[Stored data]
☆ ☆ ☆ ☆

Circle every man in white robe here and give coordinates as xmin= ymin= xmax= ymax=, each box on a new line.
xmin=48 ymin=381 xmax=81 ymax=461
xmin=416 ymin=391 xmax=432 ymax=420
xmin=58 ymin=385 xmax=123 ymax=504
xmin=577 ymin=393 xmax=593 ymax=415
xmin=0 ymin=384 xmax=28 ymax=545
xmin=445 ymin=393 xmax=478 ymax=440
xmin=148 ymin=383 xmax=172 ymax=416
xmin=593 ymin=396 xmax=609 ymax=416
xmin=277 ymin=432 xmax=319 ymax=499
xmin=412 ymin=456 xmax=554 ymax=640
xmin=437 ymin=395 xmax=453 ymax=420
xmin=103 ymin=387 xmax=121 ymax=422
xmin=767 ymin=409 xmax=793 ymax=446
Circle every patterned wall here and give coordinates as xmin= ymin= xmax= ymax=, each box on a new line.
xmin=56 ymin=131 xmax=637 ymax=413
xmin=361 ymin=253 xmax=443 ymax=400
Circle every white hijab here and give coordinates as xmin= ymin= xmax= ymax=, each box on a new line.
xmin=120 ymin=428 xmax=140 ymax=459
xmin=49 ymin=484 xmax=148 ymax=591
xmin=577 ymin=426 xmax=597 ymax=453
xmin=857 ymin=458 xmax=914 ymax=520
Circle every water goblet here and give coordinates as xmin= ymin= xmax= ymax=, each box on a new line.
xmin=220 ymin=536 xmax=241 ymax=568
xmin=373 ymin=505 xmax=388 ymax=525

☆ ☆ ☆ ☆

• WHAT YOU HAVE TO DO
The lines from the one holding "Circle every water" to the end of the entries are to be repeated exactly, with both ends included and nothing else.

• OUTPUT BELOW
Circle every water goblet here and give coordinates as xmin= ymin= xmax= ymax=, each box on a new line.
xmin=220 ymin=536 xmax=241 ymax=568
xmin=373 ymin=505 xmax=388 ymax=525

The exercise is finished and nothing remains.